Data shown:
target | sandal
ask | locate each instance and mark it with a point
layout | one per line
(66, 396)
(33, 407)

Task statement: Rewrite these entries with "sandal" replaced by "shoe" and everything else left as it is.

Response for this exercise:
target | shoe
ask | locate each instance and mark it with a point
layout | one per line
(66, 396)
(33, 407)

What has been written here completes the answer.